Collection entries:
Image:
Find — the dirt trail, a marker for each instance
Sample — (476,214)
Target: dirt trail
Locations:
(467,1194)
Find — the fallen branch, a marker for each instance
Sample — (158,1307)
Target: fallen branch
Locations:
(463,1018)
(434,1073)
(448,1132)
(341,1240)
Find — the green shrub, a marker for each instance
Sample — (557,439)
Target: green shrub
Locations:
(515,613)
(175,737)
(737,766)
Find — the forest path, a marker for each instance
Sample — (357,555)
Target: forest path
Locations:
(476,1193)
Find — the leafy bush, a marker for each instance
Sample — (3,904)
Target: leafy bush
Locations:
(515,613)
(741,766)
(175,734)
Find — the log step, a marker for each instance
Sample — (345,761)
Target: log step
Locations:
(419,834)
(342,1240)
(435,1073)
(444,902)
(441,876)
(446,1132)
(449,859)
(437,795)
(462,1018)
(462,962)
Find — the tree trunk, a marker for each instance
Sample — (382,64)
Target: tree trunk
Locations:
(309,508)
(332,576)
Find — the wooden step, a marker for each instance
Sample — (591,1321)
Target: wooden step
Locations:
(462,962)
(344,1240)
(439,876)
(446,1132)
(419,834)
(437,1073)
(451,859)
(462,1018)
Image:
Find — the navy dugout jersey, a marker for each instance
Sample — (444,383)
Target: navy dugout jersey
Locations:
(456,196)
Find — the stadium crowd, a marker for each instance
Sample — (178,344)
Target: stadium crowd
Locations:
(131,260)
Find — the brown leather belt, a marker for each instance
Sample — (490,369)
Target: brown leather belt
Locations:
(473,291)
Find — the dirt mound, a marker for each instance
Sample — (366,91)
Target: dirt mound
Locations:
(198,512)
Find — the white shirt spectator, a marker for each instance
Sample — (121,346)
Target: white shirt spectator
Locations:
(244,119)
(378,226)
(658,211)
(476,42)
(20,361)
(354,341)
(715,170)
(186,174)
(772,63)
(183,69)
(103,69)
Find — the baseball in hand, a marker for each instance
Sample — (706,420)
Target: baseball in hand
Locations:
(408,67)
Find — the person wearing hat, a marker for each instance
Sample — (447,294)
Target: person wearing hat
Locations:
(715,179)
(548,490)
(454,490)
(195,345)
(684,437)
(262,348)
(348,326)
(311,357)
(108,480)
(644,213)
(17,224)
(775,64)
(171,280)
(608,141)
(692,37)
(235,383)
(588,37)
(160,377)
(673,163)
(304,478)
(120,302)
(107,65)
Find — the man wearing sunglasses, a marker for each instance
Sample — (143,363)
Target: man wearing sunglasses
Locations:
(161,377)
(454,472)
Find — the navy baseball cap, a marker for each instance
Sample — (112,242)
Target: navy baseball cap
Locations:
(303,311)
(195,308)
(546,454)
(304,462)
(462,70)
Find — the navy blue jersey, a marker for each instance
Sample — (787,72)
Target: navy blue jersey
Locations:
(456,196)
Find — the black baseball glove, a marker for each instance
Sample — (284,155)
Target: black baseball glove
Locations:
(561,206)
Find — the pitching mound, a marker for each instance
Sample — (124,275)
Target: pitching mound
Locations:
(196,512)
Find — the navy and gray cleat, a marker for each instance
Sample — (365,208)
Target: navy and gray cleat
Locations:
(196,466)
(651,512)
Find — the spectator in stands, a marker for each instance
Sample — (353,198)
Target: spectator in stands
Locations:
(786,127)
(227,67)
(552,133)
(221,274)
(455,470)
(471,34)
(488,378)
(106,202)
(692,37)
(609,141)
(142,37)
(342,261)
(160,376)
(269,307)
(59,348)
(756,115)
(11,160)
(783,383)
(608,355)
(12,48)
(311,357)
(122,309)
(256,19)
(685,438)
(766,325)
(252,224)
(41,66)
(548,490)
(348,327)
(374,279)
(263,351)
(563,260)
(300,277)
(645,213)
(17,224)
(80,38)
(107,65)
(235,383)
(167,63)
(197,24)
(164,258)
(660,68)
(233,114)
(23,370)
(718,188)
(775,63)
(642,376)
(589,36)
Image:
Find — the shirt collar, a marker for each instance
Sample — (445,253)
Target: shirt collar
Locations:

◆ Problem to work on:
Check every line above for the string "stadium" and state how many have it, with no other words.

◆ Written solution:
2